Description of the task: Rewrite the records below with "railing" swapped for "fence" throughout, keeping everything else the same. Leave the pictures out of your answer.

Material provided:
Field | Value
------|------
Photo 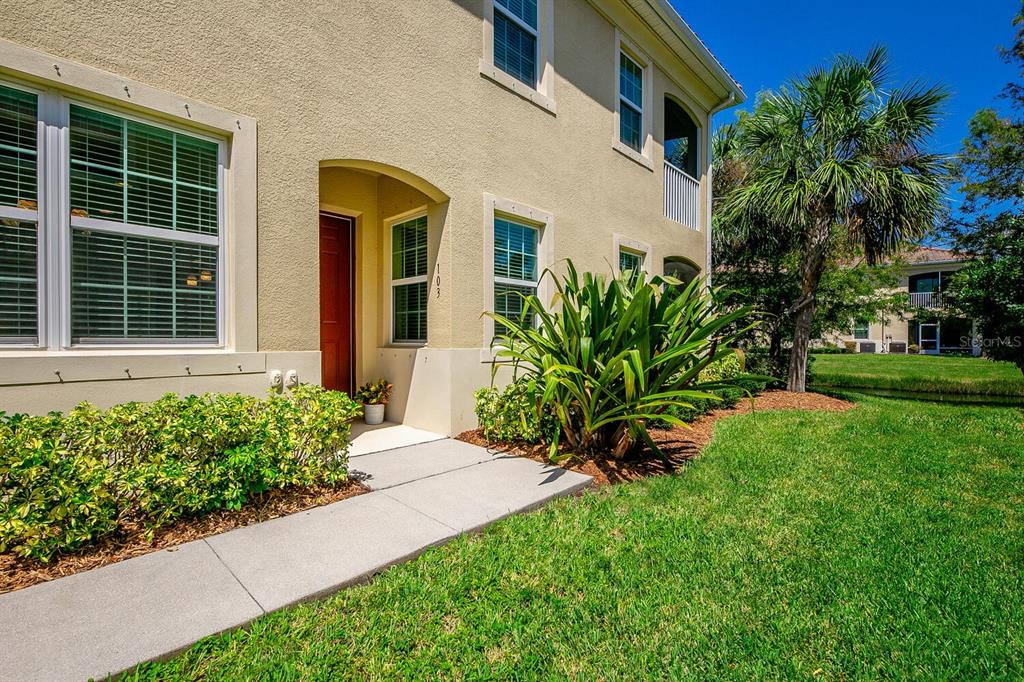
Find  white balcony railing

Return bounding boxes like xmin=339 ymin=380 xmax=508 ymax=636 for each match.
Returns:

Reply:
Field | Value
------|------
Photo 
Find  white balcony fence

Return bounding boxes like xmin=339 ymin=380 xmax=508 ymax=636 for each match.
Returns:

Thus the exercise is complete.